* What is required *
In the entries, find all lines that hold the word "building" and copy them.

⁂

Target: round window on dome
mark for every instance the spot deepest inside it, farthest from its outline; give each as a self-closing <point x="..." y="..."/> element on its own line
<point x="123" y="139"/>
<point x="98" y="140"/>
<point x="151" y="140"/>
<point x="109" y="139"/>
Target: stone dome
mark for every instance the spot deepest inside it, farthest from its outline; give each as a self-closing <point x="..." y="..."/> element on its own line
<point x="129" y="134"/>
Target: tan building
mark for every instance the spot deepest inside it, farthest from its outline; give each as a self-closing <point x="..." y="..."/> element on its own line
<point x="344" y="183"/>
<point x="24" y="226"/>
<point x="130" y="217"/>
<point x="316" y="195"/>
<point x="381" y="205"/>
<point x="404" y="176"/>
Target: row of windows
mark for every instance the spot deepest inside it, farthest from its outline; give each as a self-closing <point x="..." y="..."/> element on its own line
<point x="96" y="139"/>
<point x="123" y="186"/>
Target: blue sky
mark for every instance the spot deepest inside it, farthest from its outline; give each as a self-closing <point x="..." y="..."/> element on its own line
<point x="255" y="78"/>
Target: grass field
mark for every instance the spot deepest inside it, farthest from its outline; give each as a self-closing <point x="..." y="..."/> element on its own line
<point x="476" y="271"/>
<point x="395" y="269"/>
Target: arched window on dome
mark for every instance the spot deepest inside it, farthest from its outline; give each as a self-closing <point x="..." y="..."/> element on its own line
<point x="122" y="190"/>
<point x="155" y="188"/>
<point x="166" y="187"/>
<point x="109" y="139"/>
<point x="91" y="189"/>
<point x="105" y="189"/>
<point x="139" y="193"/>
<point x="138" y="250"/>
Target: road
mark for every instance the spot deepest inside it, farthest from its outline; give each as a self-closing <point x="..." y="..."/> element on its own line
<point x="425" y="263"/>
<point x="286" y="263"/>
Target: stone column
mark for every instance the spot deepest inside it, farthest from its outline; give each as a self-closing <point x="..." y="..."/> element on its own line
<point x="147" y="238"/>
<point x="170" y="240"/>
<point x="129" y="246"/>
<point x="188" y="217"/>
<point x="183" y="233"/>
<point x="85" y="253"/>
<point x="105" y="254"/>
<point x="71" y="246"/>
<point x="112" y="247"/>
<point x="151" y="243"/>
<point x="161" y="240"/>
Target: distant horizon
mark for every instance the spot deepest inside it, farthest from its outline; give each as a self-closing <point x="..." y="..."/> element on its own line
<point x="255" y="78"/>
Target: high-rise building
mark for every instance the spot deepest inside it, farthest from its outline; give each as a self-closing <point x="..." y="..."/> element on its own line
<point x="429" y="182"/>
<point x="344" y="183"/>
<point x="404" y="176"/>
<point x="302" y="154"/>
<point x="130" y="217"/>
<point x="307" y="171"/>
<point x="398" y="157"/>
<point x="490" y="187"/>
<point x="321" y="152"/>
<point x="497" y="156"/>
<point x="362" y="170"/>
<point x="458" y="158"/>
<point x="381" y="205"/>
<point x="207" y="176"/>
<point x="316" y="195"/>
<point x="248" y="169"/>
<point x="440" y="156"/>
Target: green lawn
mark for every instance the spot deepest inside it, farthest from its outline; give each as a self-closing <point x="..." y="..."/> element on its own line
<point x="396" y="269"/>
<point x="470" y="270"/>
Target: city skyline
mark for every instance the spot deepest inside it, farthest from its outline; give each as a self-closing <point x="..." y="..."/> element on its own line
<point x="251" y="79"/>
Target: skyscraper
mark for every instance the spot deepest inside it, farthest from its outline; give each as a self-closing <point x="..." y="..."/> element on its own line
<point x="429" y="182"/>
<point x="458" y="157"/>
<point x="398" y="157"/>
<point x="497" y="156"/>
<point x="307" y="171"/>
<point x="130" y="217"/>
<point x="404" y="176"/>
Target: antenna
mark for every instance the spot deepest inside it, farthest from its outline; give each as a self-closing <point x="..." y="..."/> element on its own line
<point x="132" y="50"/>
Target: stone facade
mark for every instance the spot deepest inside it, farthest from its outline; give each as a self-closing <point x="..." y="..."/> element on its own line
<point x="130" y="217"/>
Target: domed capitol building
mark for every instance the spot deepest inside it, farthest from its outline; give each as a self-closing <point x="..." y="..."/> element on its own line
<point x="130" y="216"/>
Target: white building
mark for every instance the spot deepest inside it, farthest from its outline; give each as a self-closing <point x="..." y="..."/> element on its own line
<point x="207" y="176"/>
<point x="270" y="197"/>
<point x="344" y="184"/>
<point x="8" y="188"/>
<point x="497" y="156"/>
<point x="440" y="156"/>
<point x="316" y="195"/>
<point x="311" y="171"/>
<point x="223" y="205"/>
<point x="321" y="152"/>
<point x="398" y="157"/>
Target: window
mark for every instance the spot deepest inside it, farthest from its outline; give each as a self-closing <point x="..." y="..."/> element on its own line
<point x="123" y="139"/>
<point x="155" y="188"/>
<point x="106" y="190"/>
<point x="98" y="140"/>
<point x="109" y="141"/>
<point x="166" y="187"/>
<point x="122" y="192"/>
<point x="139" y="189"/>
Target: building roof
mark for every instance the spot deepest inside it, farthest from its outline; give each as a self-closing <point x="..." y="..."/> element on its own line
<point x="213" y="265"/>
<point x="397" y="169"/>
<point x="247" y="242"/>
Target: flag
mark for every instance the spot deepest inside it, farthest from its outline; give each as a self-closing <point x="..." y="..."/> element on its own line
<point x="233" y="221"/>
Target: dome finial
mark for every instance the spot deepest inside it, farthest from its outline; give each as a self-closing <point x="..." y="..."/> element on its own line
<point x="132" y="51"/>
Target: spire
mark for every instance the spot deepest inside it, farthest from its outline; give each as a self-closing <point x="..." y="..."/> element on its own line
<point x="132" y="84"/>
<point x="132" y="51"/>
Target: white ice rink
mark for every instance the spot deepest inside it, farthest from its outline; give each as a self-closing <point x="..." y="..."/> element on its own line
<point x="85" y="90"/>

⁂

* Result *
Target: tan building
Target: high-rise building
Target: domed capitol building
Target: white building
Target: building roof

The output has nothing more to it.